[Provided entries start]

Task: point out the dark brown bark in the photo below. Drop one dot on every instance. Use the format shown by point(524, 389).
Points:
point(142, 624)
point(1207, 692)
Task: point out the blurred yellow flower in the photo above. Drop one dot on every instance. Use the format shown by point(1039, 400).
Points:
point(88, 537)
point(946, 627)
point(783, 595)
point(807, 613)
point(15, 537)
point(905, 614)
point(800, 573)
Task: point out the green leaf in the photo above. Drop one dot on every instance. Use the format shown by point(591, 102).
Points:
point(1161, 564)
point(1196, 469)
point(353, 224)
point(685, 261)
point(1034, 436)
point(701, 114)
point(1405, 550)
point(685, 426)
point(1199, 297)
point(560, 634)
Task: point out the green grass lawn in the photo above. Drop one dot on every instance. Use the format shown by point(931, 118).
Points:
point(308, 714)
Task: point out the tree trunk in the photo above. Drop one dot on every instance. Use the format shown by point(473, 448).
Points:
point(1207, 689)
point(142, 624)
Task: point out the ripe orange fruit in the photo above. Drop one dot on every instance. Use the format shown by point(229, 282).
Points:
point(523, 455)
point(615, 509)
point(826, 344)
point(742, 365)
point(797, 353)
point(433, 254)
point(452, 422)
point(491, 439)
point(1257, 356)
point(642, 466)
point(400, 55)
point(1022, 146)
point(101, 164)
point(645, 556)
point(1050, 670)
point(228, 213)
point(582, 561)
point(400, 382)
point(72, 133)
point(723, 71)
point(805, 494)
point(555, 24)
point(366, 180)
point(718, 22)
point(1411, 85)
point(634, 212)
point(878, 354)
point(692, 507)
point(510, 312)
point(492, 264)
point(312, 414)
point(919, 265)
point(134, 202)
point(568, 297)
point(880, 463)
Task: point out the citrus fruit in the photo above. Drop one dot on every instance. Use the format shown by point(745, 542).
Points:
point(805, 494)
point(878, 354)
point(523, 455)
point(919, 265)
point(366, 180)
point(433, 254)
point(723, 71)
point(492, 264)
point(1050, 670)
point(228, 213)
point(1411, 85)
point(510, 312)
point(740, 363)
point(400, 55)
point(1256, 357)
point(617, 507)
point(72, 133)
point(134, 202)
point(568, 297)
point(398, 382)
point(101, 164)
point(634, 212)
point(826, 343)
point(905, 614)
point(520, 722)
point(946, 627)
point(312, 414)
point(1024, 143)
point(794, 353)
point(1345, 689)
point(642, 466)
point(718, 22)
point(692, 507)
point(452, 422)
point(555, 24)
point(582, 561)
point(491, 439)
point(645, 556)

[Provided entries end]
[Provided entries start]

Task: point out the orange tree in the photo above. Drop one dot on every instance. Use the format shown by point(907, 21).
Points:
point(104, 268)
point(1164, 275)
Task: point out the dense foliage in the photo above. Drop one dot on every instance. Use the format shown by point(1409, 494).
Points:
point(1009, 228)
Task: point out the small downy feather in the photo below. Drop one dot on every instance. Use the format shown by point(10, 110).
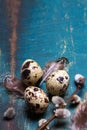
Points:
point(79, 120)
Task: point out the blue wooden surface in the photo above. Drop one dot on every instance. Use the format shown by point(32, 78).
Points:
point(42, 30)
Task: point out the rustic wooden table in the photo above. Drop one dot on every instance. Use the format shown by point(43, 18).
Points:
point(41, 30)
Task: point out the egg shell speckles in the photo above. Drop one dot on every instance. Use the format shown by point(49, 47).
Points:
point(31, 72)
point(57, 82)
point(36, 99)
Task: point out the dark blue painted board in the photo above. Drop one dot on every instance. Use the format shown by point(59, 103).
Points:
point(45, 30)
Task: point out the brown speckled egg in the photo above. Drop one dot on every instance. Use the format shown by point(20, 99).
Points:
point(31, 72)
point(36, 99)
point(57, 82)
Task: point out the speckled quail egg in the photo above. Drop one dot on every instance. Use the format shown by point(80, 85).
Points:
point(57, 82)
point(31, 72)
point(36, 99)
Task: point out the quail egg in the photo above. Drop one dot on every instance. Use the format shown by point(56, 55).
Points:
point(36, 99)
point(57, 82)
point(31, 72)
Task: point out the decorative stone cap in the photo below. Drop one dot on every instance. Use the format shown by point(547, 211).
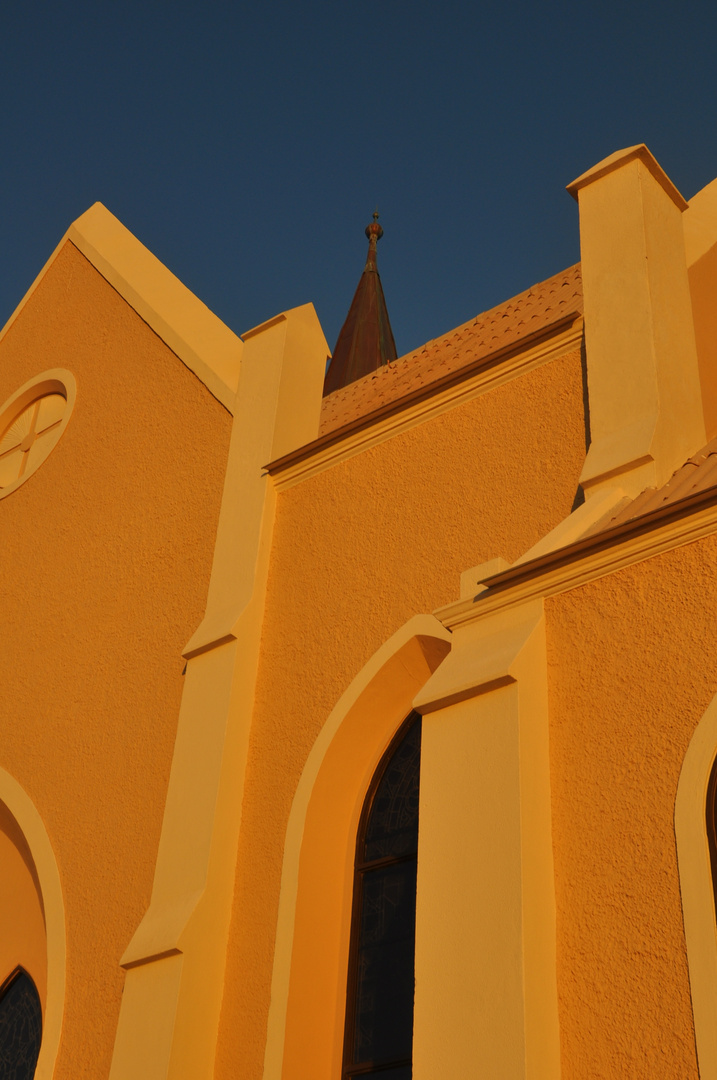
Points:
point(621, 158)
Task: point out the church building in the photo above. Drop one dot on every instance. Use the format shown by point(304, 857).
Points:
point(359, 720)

[Provided entries end]

Problem details —
Show every line above that contains the word "orange", treating uppercase and lowercase as different.

Response —
Task: point out the ripe orange fruit in the photo above. Drop one dot on every instance. Use the format shown by point(229, 282).
Task: point out the orange tree in the photo above. Drop one dot on every instance. Use the format shown by point(907, 21).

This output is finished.